BEGIN

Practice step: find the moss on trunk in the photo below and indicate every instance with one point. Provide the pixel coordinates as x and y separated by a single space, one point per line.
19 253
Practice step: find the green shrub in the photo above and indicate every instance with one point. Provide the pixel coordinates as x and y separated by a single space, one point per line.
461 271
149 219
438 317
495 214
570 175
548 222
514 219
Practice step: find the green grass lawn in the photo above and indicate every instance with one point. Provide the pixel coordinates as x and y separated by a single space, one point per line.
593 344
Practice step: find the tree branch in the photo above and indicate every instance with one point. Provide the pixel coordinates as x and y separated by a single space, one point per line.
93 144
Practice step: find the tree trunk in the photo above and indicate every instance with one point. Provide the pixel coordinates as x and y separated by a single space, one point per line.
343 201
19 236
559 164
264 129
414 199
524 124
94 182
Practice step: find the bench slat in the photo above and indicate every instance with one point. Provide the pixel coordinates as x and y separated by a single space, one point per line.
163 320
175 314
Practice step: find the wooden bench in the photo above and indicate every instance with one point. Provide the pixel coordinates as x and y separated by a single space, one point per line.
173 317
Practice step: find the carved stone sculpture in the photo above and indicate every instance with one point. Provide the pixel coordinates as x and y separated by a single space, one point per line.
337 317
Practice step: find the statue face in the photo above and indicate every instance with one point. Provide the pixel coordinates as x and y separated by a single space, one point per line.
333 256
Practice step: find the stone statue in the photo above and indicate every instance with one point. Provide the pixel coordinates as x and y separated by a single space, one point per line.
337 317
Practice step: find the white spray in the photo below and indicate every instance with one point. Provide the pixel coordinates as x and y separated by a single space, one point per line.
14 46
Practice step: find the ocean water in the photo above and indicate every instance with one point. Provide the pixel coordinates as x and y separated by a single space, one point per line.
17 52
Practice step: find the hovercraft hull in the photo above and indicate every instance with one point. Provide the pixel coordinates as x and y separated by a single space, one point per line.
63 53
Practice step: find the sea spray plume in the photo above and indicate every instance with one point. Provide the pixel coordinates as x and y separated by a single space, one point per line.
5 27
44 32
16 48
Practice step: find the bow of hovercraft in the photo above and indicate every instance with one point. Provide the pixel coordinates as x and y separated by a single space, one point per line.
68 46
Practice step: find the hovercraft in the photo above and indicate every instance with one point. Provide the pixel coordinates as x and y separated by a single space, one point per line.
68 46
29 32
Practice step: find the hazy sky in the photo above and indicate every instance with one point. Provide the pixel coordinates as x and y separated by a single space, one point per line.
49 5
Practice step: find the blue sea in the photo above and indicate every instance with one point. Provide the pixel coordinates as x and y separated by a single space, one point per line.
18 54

END

- _Work instruction_
The records need to be set down again without a single difference.

- _Expected answer_
Practice step: find the moss on trunk in the photo below and indicate every instance with one point. Provide the pixel coordinates as x and y separated by a single space, one point per line.
19 253
Practice step: find the green shrub in the photo above and indicate every instance with one point. Provide the pixel coordinates as x and y separated by a single space, one point per line.
461 271
149 219
438 317
495 214
570 175
548 222
514 219
Practice step: find the green grass lawn in the photo above and indicate every instance with one point. Provide the pixel coordinates as x and y separated by a single space, one point per line.
593 344
Practice step: find the tree branch in the photo above and indicate every instance with one point. Provide the pixel coordinates as x and y separated by a single space, one point per line.
93 144
Practice step: find the tree trunk in the photo above and indicate every instance with one point. Provide the pixel coordinates as x and y separated by a single space, one point per line.
343 201
19 236
559 164
264 129
414 199
524 124
94 182
Practice step: find the bench slat in the photo above and indicate every instance with one point. Provide the pixel coordinates as x and y separated by a single space, one point per line.
163 320
175 314
Practice step: find the wooden bench in the photo above and indicate every instance with one point. Provide the pixel coordinates as x and y separated by a single space, one point per line.
173 317
Practice step: find the carved stone sculpture in the photo above and indicate every instance with one point. Provide the pixel coordinates as x and y separated by a single space, one point per line.
337 317
Practice step: find the statue face in the photo above and indicate every instance with one point. Provide the pixel coordinates as x and y separated by a single space, one point per line.
333 256
Practice step: find the stone statue in the photo above and indicate every instance with one point. Provide the pixel coordinates as x and y separated by a single space, one point per line.
337 317
Practice step: find the white spray in the photo below and indicate every instance with one point. Provide the pixel coordinates as x and y separated by a single space, one point per line.
14 46
Practice step: find the ocean water in the photo above and indicate every instance with one point. Provide the pixel coordinates as x and y separated by a single space, one point per line.
17 52
Practice step: find the hovercraft hull in the photo above and indicate every instance with one point. Provide the pixel coordinates as x and y separated by a single space, one point per line.
63 53
Practice step: find the sea spray plume in the photo above and indicate every instance with one point. Provide the pixel coordinates as x and y separated by a single space, one point per line.
5 27
44 32
16 48
Practice step: find the bow of hovercraft in the photo above and indicate every instance with one point. Provide the pixel coordinates as x and y separated by a single space, one point per line.
68 46
Practice step: find the hovercraft in the photo above and indicate every instance with one point. Provide the pixel coordinates as x and y separated by a single space, one point per line.
68 46
29 32
Practice step: find the hazy sky in the photo above and indicate every instance with one point. Provide the pixel coordinates as x and y separated by a single space, one point per line.
49 5
Practice step: find the blue sea in the photo above and indicate every instance with one point. Provide the pixel coordinates as x and y separated by a single space, one point per line.
18 54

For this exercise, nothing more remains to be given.